* [Page text]:

On Tuesday, February 15, 2011, [email protected] wrote:
> From: Jacob Pan <[email protected]>
>
> Freezer subsystem is used to manage batch jobs which can start
> stop at the same time. However, sometime it is desirable to let
> the kernel manage the freezer state automatically with a given
> duty ratio.
> For example, if we want to reduce the time that backgroup apps
> are allowed to run we can put them into a freezer subsystem and
> set the kernel to turn them THAWED/FROZEN at given period and
> percentage of frozen time.
>
> This patch introduces two file nodes under cgroup
> freezer.period_second
> freezer.frozen_time_percentage
>
> Usage example: set period to be 5 seconds and frozen duty ratio 90%
> [root@localhost aoa]# echo 90 > freezer.frozen_time_percentage
> [root@localhost aoa]# echo 5 > freezer.period_second
>
> Signed-off-by: Jacob Pan <[email protected]>
> ---
> Documentation/cgroups/freezer-subsystem.txt | 33 ++++++
> kernel/cgroup_freezer.c | 155 ++++++++++++++++++++++++++-
> 2 files changed, 185 insertions(+), 3 deletions(-)
>
> diff --git a/Documentation/cgroups/freezer-subsystem.txt b/Documentation/cgroups/freezer-subsystem.txt
> index 41f37fe..df0f998 100644
> --- a/Documentation/cgroups/freezer-subsystem.txt
> +++ b/Documentation/cgroups/freezer-subsystem.txt
> @@ -100,3 +100,36 @@ things happens:
> and returns EINVAL)

* [Listed entries]:
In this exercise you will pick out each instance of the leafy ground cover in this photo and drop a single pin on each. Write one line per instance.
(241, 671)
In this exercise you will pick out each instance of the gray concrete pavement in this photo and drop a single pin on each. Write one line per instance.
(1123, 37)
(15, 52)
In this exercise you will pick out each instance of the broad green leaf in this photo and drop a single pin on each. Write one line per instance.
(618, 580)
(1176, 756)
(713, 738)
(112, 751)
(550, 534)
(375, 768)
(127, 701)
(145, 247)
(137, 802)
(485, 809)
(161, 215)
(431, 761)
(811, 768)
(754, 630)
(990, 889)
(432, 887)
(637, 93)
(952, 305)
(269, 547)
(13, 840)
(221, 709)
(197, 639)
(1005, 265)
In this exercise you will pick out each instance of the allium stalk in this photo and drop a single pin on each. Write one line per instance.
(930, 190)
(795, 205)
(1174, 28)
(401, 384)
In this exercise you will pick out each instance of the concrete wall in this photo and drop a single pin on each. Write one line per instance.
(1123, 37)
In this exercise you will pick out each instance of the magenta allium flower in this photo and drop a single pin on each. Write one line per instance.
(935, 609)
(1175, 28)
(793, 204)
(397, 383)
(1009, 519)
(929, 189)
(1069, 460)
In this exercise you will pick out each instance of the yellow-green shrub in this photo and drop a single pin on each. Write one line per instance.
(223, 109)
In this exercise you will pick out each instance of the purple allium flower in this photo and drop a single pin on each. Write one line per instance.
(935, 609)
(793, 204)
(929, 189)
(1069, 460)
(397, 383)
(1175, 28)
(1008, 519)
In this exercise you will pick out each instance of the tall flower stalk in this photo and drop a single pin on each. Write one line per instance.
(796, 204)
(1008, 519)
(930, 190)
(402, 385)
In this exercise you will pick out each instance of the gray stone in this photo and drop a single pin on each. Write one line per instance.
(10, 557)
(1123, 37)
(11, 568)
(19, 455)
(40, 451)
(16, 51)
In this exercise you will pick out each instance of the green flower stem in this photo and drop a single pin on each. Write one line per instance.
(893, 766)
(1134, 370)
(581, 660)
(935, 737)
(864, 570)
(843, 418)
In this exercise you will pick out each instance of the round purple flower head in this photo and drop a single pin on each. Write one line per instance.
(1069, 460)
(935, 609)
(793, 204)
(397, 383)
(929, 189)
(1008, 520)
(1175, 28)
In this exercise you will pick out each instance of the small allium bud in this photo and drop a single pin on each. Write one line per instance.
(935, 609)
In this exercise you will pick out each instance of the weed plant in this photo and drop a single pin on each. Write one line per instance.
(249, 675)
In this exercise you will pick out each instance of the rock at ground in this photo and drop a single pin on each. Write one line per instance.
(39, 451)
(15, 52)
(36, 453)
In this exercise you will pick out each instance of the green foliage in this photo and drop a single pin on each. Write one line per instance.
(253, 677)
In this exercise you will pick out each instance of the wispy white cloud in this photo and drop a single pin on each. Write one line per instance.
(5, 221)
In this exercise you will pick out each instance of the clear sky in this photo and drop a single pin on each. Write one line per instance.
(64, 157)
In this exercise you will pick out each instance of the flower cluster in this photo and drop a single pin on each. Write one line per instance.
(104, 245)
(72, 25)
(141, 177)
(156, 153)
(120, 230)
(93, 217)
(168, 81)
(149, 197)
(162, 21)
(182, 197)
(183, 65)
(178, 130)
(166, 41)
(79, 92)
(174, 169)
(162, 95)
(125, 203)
* * *
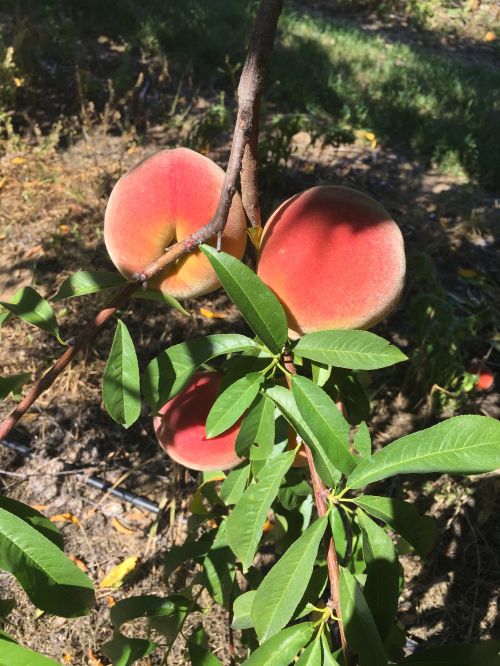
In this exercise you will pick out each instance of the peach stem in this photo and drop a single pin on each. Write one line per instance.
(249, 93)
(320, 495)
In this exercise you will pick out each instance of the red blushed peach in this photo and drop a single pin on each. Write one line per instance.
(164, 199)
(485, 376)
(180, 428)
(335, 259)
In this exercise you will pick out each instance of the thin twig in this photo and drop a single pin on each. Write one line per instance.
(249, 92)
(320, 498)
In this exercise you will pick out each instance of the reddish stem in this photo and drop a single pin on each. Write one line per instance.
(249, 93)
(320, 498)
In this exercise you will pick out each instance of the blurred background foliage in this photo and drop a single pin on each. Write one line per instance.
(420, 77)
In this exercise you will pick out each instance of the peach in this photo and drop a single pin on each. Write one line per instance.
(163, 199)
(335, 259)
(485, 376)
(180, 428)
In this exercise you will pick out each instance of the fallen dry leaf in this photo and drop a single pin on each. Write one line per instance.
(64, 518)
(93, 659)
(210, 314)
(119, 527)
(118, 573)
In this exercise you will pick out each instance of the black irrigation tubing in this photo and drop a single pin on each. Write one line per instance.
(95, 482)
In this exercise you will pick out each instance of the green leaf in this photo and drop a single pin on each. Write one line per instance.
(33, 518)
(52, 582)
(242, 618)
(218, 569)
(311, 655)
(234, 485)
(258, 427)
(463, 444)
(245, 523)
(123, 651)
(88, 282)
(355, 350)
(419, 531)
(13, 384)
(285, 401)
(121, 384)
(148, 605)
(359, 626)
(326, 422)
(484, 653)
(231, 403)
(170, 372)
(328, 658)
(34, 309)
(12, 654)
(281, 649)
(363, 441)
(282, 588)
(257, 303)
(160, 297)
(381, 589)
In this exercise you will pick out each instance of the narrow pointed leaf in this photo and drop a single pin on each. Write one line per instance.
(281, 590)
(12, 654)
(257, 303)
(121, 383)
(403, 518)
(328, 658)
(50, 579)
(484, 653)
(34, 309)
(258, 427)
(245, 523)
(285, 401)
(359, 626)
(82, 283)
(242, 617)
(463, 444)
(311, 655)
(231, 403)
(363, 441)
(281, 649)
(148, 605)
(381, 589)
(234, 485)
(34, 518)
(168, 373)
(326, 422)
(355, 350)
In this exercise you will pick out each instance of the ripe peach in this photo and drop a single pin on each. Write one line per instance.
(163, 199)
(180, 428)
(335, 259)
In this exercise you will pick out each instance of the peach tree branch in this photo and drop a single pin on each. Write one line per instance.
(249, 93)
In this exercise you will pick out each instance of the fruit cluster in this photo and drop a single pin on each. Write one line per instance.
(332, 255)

* [What this exercise asks]:
(a) Extract every line of the records that contains the word "purple", and copy each one in full. Case matters.
(b) Continue the cgroup freezer patch email from where it stops.

* [Task-by-task results]:
(a)
In this exercise you will pick out each instance of the purple allium flower in this photo and drop a single pin on each. Write one line per instance.
In this exercise you will pick out each instance of the round purple flower head in this photo and drop a single pin on each. Write one line per instance.

(b)
> 3) The tasks that blocked the cgroup from entering the "FROZEN"
> state disappear from the cgroup's set of tasks.
> +
> +In embedded systems, it is desirable to manage group of applications
> +for power saving. E.g. tasks that are not in the foreground may be
> +frozen and unfrozen periodically to save power without affecting user
> +experience. In this case, user/management software can attach tasks
> +into freezer cgroup then specify a period and percentage of time the
> +tasks within the cgroup shall be frozen.
> +
> +100% frozen will result in the same behavior as setting freezer.state
> +to FROZEN. Similarly, 0% is equivalent to setting freezer.state to
> +THAWED.
> +The granularity of the period is second, due to the fact that small
> +period may result in greater overhead and causes stability issue since
> +common workqueue is used here to perform the management.
> +
> +Zero value of period_second is not allowed, the default period is 1
> +second.
> +
> +Usage example:
> +Assuming freezer cgroup is already mounted, application being managed
> +are included the "tasks" file node of the given freezer cgroup.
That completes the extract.